EXERCISE BRIEF:
Give again, word for word, only the lines from the one containing "the grass in" through the final line.

LISTED RECORDS:
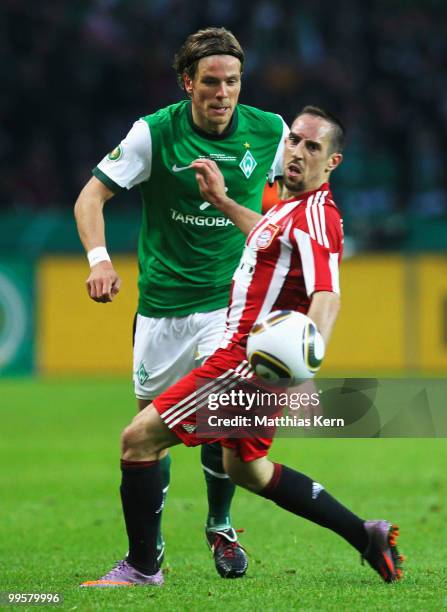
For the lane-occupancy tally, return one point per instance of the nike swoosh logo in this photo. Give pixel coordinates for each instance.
(176, 168)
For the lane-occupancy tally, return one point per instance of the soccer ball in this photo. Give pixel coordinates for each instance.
(285, 348)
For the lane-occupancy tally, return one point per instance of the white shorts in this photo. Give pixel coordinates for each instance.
(167, 349)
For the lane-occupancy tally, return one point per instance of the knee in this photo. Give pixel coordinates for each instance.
(129, 439)
(135, 443)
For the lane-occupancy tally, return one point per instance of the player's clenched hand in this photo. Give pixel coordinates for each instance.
(210, 181)
(103, 283)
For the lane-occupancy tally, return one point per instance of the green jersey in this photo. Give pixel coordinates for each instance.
(188, 250)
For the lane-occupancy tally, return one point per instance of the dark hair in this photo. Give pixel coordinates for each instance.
(338, 129)
(210, 41)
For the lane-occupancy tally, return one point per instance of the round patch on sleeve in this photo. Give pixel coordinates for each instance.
(115, 154)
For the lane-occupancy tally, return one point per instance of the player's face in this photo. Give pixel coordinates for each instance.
(308, 160)
(214, 91)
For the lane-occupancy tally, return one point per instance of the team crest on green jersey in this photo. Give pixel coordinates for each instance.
(142, 374)
(248, 164)
(115, 154)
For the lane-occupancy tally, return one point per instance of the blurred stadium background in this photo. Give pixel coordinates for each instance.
(75, 75)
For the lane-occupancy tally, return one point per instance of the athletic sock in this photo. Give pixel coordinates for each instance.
(165, 468)
(141, 496)
(220, 489)
(301, 495)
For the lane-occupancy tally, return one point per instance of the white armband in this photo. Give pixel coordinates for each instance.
(96, 255)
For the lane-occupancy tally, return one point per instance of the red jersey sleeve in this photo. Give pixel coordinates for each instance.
(318, 237)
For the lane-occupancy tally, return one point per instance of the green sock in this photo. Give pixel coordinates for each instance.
(220, 489)
(165, 466)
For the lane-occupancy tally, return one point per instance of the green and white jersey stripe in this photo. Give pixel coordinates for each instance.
(187, 249)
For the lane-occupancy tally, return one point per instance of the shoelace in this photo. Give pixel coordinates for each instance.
(118, 566)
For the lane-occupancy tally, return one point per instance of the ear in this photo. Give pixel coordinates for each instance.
(334, 161)
(187, 83)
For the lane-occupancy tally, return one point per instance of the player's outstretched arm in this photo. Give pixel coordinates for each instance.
(323, 311)
(212, 188)
(103, 282)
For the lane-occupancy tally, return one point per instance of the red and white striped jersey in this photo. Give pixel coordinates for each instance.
(292, 252)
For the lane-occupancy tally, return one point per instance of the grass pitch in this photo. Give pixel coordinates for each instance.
(60, 518)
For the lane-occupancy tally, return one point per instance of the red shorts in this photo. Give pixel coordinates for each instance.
(178, 405)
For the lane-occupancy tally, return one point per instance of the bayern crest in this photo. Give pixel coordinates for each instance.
(265, 238)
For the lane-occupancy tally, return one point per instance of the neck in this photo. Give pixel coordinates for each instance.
(299, 191)
(206, 126)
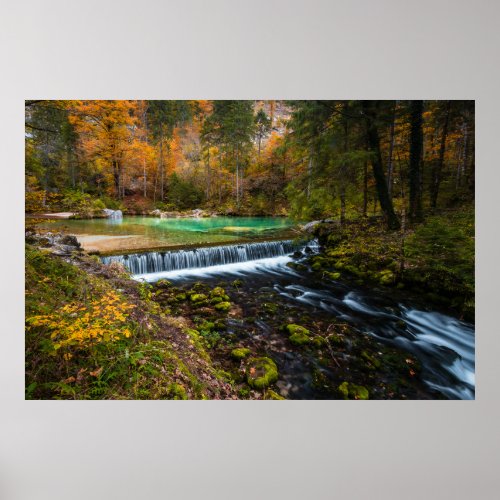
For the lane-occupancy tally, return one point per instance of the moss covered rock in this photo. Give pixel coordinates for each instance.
(198, 297)
(219, 293)
(261, 372)
(292, 329)
(298, 335)
(273, 395)
(332, 276)
(353, 391)
(386, 277)
(299, 338)
(240, 353)
(223, 306)
(176, 391)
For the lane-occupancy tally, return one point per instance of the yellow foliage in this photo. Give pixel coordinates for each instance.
(79, 324)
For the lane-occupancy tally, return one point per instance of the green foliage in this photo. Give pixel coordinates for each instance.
(353, 391)
(130, 364)
(183, 194)
(441, 253)
(261, 372)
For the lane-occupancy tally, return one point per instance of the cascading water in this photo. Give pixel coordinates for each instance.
(164, 262)
(444, 345)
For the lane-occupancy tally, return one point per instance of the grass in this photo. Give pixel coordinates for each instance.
(141, 365)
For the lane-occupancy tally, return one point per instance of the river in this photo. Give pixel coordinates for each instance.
(444, 346)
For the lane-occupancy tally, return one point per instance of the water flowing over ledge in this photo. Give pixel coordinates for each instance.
(157, 262)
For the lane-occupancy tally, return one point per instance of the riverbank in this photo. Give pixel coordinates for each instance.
(93, 333)
(434, 260)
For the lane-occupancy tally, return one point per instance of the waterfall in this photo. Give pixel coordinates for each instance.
(113, 214)
(155, 262)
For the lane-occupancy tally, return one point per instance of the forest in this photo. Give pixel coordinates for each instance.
(309, 159)
(263, 249)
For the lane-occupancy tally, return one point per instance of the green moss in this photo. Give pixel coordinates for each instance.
(164, 283)
(318, 341)
(223, 306)
(335, 339)
(176, 391)
(219, 293)
(198, 297)
(373, 362)
(206, 326)
(273, 395)
(261, 372)
(240, 353)
(332, 276)
(270, 307)
(349, 390)
(299, 339)
(292, 329)
(386, 277)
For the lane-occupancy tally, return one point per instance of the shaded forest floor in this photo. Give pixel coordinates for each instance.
(93, 333)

THE COMPLETED TASK:
For the lane-occupancy tally, return one point per instance of the grass in this photo. Give pixel coordinates for each instance.
(141, 365)
For the lane-occupancy tally, return one point per instance of the river in this photo. Give pixel coordinates for each instance.
(444, 346)
For the lane-occupancy tally, return one point per instance of the water flowing over ledge in this photo. Give pixel coordinates for each instance.
(157, 262)
For the lane-occupancy tally, return one point per instance of the riverbank in this photo. Give pixel coordinates for each instance.
(93, 333)
(434, 260)
For the lane-occupancy tally, return one point per instance of the waterfall in this photo. Give pixel coordinates for each instance.
(113, 214)
(155, 262)
For the lane-occupancy tally, return one point per instance of the forest in this photo. Give pixel coordinates for each instance.
(309, 159)
(263, 249)
For the lane-occupancy tally, return one point per instance of the green moss in this photo. Give pixel coordinates for each instance.
(164, 283)
(318, 341)
(223, 306)
(335, 339)
(176, 391)
(219, 293)
(198, 297)
(373, 362)
(206, 326)
(273, 395)
(261, 372)
(240, 353)
(332, 276)
(270, 307)
(349, 390)
(299, 339)
(292, 329)
(386, 277)
For the lane-occupancy tally, return one point per instance of the shaded forest floor in this photo. Give pixel coordinates for each instance.
(93, 333)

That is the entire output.